─── RECORDS FOR THE EXERCISE

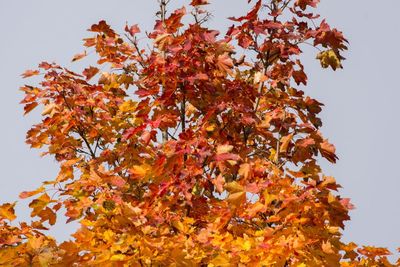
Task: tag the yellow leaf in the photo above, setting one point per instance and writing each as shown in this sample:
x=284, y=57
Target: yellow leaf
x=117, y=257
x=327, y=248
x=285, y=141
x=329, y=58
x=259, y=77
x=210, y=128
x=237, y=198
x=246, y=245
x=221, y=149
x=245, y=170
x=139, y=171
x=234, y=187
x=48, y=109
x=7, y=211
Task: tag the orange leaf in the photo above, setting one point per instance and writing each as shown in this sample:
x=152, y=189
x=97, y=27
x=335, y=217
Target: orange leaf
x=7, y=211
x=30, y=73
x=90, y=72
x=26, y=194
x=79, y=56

──────
─── RECORDS FOR THE EXERCISE

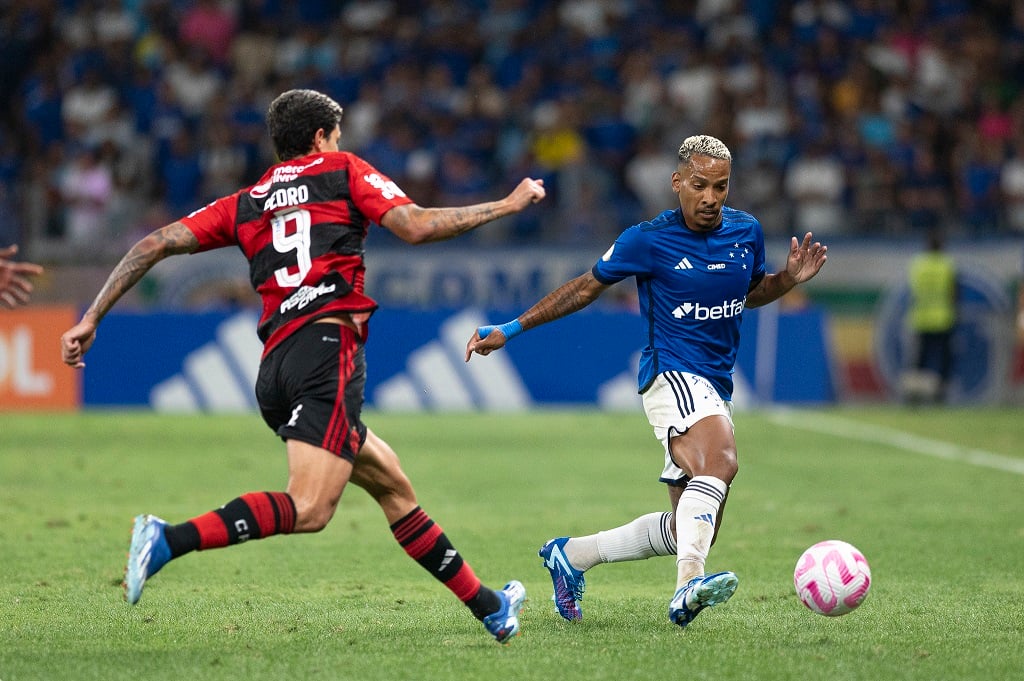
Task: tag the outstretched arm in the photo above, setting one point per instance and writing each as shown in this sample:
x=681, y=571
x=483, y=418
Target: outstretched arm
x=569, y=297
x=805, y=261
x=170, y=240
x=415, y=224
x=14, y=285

──────

TASK STATEMENT: Express as a numbered list the lines starting at the one that contains "Task: tag the yellow" and ending at the one that contains "x=139, y=171", omitting blank lines.

PROBLEM SOLUTION:
1. Task: tag the yellow leaf in the photo above, setting one point per instance and writing each as shown in this sample:
2. x=284, y=57
3. Target: yellow leaf
4. x=117, y=257
5. x=327, y=248
6. x=285, y=141
7. x=329, y=58
8. x=259, y=77
9. x=210, y=128
10. x=237, y=198
11. x=246, y=245
12. x=221, y=149
13. x=245, y=170
14. x=139, y=171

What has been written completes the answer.